Source records
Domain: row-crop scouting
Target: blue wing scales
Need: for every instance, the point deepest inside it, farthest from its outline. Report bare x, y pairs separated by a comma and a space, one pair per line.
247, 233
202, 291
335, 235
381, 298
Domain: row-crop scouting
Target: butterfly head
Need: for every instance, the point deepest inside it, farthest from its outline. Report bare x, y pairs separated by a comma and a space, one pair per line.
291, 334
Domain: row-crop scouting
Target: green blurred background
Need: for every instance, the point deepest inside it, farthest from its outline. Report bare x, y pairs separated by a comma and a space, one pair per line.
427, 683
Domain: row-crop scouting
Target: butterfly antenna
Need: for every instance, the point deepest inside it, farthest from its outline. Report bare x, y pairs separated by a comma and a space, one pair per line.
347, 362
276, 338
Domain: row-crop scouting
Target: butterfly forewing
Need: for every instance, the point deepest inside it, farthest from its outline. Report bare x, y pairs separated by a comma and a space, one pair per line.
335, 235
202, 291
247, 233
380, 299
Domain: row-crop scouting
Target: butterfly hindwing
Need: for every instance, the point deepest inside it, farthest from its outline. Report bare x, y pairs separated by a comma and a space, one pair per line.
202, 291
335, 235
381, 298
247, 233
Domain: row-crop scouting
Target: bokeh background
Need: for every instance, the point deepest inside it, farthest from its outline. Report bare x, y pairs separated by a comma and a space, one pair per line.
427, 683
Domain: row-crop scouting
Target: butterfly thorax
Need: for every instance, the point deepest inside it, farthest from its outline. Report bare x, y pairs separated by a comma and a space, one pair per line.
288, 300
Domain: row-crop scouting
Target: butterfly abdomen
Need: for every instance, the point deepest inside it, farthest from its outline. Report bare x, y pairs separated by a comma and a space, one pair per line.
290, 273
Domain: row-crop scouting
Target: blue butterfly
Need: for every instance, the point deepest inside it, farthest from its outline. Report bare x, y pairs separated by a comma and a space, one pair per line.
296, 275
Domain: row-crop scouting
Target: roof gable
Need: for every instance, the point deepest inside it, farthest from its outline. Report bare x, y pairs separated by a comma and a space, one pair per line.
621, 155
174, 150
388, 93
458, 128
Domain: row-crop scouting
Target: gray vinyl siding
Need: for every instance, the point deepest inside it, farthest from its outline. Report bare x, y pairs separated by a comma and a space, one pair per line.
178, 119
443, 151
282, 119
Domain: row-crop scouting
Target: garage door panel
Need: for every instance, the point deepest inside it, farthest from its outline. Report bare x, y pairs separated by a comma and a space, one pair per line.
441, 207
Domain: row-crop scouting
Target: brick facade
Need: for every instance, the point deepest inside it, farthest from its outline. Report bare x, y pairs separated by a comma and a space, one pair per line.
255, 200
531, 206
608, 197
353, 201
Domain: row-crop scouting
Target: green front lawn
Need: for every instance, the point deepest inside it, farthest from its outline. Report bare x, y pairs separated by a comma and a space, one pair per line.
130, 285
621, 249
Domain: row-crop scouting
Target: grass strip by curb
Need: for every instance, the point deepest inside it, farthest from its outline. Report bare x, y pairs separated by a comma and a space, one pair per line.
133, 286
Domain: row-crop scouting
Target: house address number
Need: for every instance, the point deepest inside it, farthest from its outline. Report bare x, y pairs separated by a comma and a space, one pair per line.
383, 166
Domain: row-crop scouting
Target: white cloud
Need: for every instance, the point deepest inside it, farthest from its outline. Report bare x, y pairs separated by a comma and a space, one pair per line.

■ What is being asked: Take every line above that includes the string "butterfly" and return it.

■ Written solution:
Target: butterfly head
Target: butterfly antenna
Target: butterfly forewing
Target: butterfly hindwing
Target: butterfly thorax
Target: butterfly abdomen
Target: blue butterfly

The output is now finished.